[START Text segment]
Saturday, March 07, 2015

Living the Pantry Lifestyle - Always trying new things


For a long time, I was a typical Midwestern cook.  I liked my recipes just the way they were thank you very much.  But the more I learned about cooking, I started adding more ingredients here and there.  Then both of my children introduced me to new ethnic foods and I can't say as I ever looked back.

I don't try anything very expensive.  They are more on the line of inexpensive gourmet foods or  "frugal luxuries" as a special friend* calls them.  As I've mentioned before, so many ethnic foods I like are not only healthy but inexpensive.  Much of it is peasant food or food prepared in the kitchen by mother for supper.

For instance, I once thought French food was always made with expensive ingredients.  Then I learned most of the ingredients are usually local and inexpensive.  A quote I thought funny was, "You know a country has had numerous wars fought on it when they made snails a delicacy".  ;)
[END Text segment]
[Exercise 1]
Summarize the cooking post in two sentences.
The cooking post and the records are unrelated material.
[START Provided material]
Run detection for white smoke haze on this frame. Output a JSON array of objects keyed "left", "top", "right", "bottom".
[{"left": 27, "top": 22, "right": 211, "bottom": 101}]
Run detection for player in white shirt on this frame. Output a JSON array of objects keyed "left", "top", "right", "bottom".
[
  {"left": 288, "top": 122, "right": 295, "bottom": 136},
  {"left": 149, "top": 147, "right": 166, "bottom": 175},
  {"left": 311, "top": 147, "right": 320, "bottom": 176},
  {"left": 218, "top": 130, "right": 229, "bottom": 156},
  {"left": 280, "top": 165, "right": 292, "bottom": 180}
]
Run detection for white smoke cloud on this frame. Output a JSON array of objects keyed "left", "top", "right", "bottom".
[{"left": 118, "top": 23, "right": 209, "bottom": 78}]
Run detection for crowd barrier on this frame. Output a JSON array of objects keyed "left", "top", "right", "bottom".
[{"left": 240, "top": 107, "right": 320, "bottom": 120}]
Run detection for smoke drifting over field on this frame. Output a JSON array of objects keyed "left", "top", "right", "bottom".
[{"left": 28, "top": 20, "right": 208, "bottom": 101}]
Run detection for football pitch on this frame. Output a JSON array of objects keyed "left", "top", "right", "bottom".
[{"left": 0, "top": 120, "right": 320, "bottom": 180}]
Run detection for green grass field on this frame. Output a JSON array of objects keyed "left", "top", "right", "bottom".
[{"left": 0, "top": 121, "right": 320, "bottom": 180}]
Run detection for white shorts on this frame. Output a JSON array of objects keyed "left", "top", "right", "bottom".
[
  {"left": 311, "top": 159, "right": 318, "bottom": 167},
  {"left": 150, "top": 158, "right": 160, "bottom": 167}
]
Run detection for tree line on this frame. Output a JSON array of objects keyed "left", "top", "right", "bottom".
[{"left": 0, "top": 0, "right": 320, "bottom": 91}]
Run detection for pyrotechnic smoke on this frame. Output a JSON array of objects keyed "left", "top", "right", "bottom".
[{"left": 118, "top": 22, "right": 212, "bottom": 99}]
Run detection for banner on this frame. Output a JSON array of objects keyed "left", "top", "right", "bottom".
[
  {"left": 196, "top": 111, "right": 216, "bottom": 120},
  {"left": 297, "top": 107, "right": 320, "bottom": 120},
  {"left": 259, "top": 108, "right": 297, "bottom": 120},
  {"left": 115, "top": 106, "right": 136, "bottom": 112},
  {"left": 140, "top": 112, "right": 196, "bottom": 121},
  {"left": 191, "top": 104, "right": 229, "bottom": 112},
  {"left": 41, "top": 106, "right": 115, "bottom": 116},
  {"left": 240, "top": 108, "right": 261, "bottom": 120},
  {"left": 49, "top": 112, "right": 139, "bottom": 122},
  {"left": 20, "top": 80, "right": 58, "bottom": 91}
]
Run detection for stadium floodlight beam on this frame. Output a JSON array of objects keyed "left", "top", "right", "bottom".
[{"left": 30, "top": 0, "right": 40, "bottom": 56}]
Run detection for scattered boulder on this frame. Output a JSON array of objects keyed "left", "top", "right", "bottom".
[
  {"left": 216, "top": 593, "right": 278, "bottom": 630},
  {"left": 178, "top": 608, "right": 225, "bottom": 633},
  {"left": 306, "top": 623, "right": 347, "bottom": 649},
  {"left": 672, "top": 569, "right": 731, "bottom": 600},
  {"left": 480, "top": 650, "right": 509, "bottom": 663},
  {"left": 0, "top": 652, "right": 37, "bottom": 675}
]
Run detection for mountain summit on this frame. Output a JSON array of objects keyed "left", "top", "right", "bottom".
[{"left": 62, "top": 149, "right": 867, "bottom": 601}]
[END Provided material]
[Exercise 2]
Please gather every line of the records that contains the string "field", treating uppercase and lowercase as different.

[Exercise output 1]
The writer was once a typical Midwestern cook, but began adding ingredients while learning more about cooking and was introduced to new ethnic foods by both children. The writer prefers inexpensive gourmet foods, noting that many favorite ethnic foods are healthy and cheap, and that French cooking mostly uses local, inexpensive ingredients.

[Exercise output 2]
Run detection for smoke drifting over field on this frame. Output a JSON array of objects keyed "left", "top", "right", "bottom".
Run detection for green grass field on this frame. Output a JSON array of objects keyed "left", "top", "right", "bottom".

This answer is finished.